GOAL OF THE EXERCISE:
Give an exact copy of the lines from the beginning of the listing below to the "target | maroon cadillac eldorado" line, inclusive.

[Start of section]

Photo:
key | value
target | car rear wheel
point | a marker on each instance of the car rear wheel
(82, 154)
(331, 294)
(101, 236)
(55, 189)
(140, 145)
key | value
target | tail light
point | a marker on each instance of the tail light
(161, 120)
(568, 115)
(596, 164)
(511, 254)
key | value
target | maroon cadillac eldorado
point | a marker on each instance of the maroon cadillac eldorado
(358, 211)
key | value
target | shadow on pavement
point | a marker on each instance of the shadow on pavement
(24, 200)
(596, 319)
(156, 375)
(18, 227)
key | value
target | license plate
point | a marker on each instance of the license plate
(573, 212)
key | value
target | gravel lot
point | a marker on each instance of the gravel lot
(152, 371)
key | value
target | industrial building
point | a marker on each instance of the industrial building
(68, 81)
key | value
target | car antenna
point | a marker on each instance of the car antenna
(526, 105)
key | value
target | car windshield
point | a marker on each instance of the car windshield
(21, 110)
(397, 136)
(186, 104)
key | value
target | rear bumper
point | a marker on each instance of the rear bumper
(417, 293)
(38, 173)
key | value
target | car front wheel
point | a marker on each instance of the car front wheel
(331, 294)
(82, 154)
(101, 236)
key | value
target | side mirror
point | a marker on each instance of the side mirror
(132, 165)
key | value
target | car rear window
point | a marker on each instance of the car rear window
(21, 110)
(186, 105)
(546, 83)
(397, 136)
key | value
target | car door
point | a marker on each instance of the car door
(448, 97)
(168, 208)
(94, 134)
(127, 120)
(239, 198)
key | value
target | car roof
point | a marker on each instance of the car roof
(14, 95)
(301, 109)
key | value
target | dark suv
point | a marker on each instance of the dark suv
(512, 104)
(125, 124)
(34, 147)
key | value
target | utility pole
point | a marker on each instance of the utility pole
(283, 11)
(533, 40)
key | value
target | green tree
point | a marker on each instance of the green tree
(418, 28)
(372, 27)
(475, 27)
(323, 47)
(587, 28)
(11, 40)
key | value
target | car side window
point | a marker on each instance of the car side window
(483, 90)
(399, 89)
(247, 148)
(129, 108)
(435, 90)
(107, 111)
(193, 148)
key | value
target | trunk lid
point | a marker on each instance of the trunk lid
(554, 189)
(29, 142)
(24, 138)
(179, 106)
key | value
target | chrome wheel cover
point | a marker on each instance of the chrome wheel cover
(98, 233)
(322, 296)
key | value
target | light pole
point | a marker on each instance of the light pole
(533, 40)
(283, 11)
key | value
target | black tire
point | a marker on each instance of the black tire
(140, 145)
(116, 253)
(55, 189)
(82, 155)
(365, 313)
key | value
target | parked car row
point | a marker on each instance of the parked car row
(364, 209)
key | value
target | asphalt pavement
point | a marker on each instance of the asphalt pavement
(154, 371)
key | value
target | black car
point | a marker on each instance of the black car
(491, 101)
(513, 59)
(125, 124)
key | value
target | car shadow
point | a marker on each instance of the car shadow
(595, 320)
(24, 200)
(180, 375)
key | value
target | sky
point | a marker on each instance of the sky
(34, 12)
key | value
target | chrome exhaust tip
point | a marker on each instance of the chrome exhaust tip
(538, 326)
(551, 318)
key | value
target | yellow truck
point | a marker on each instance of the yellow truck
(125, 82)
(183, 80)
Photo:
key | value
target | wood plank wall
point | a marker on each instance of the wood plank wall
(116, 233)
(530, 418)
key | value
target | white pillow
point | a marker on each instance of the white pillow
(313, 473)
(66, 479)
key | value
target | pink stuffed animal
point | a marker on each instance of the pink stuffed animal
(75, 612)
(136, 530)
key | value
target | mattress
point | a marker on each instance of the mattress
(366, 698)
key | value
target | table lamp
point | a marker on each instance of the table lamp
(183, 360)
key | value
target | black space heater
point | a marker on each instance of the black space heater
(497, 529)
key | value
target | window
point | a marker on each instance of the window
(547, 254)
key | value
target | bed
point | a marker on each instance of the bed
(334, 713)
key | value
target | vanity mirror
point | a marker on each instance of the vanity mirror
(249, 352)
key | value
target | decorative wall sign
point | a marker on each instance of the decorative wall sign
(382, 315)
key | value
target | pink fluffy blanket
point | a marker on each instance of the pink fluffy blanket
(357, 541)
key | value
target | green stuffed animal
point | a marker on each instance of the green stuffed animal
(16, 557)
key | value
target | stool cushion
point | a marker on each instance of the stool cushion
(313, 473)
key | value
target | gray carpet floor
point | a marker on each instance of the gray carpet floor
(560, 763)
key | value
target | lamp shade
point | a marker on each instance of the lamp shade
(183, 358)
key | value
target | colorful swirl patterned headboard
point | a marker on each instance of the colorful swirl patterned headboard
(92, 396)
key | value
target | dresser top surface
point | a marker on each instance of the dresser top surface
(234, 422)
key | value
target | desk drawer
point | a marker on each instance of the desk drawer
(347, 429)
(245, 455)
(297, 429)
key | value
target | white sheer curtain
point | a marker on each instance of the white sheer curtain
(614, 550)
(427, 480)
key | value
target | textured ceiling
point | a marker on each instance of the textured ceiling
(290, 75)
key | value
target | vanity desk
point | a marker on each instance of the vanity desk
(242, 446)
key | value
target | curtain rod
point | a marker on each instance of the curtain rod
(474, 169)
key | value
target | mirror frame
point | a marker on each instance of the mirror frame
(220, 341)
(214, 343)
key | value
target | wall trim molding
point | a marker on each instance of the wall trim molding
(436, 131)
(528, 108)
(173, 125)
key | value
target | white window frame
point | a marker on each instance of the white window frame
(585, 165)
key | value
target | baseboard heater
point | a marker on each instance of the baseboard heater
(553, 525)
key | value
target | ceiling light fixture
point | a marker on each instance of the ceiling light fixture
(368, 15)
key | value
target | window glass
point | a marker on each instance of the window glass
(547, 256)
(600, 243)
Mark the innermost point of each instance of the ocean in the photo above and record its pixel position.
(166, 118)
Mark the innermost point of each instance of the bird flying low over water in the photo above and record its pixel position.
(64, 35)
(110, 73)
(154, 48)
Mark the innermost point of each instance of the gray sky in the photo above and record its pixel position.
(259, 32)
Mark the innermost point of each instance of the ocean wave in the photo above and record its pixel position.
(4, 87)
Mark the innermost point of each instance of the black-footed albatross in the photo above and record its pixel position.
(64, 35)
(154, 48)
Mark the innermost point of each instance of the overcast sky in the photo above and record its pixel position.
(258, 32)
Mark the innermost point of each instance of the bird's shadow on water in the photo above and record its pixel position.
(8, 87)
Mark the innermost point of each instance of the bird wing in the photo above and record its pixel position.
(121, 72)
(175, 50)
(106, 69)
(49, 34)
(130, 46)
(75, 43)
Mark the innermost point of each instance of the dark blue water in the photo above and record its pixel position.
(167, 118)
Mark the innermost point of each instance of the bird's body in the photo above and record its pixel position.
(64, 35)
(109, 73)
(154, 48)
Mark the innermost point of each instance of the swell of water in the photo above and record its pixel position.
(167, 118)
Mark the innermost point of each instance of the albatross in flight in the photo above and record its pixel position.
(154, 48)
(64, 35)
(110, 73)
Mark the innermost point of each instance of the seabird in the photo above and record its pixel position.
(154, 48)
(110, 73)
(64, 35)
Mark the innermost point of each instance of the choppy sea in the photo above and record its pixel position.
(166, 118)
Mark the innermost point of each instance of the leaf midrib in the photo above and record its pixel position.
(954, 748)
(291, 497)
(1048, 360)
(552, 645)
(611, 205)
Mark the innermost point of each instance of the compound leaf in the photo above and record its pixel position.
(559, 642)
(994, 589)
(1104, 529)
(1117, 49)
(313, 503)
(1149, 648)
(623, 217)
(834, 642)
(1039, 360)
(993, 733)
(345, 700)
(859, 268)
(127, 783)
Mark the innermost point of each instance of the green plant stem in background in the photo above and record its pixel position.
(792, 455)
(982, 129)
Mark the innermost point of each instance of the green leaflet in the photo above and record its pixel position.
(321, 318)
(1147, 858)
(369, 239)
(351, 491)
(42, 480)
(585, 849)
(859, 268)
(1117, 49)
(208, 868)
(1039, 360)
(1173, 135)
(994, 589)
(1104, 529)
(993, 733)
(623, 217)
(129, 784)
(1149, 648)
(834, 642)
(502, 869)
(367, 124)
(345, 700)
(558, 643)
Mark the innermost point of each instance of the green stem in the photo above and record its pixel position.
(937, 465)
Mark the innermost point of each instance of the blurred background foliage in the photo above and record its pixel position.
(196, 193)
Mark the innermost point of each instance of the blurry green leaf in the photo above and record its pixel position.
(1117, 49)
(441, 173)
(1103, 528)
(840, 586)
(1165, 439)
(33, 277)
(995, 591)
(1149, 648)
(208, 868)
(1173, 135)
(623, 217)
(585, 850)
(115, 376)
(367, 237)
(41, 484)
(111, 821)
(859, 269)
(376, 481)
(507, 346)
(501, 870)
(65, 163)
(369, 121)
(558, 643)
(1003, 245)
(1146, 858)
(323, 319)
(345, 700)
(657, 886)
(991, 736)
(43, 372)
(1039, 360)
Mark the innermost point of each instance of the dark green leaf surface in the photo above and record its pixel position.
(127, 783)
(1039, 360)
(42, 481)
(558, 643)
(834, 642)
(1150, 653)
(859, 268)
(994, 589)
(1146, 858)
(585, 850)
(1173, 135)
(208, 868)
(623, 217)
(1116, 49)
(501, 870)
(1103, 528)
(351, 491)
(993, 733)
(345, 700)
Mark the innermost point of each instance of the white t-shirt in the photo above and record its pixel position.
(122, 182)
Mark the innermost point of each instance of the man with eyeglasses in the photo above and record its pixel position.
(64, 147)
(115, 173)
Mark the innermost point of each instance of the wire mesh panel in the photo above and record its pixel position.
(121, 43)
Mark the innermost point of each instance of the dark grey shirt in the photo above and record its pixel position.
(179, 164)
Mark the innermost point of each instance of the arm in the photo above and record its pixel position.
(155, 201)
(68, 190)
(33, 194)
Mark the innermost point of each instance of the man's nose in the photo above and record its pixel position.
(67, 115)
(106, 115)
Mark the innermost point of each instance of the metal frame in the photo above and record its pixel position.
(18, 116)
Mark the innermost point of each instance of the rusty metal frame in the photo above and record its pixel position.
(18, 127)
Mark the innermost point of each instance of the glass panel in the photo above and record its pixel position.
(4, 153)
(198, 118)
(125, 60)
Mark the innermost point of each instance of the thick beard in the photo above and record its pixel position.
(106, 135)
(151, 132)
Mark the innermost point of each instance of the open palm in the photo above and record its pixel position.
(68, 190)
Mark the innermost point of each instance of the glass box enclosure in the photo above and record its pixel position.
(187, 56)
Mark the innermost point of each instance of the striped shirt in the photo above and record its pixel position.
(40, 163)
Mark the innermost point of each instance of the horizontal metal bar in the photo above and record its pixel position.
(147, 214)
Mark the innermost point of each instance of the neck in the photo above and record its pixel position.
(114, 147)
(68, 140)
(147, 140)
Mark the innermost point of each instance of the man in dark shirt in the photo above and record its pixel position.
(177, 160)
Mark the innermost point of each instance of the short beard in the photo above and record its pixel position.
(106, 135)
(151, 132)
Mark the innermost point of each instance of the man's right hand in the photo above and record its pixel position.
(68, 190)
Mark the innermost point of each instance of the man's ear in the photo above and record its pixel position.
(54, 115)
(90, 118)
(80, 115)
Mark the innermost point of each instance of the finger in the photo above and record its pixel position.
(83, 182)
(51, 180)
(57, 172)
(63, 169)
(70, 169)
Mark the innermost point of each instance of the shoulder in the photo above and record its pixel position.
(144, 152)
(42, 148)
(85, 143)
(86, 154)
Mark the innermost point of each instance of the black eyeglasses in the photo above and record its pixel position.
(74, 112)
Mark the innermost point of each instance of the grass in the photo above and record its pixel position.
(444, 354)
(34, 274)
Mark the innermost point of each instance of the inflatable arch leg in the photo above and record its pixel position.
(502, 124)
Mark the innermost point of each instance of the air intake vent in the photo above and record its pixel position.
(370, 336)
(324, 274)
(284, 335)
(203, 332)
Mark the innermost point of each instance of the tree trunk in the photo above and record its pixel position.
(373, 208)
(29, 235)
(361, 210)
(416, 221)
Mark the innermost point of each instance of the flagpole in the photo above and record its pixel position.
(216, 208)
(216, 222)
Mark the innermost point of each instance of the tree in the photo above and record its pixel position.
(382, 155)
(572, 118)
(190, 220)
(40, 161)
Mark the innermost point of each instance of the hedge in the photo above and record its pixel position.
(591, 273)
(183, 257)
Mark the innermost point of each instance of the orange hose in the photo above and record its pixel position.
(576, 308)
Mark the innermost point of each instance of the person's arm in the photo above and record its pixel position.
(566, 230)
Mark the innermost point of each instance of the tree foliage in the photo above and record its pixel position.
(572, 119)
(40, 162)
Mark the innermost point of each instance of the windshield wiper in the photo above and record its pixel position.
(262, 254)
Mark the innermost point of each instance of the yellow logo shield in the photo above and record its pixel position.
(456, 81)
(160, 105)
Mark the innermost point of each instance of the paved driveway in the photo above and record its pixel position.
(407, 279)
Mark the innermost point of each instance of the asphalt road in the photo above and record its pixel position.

[End of section]

RESPONSE:
Photo:
key | value
target | car rear wheel
point | a marker on each instance of the car rear wheel
(82, 154)
(331, 294)
(101, 236)
(55, 189)
(140, 145)
key | value
target | tail light
point | a marker on each instance of the tail light
(161, 120)
(568, 115)
(596, 164)
(511, 254)
key | value
target | maroon cadillac eldorado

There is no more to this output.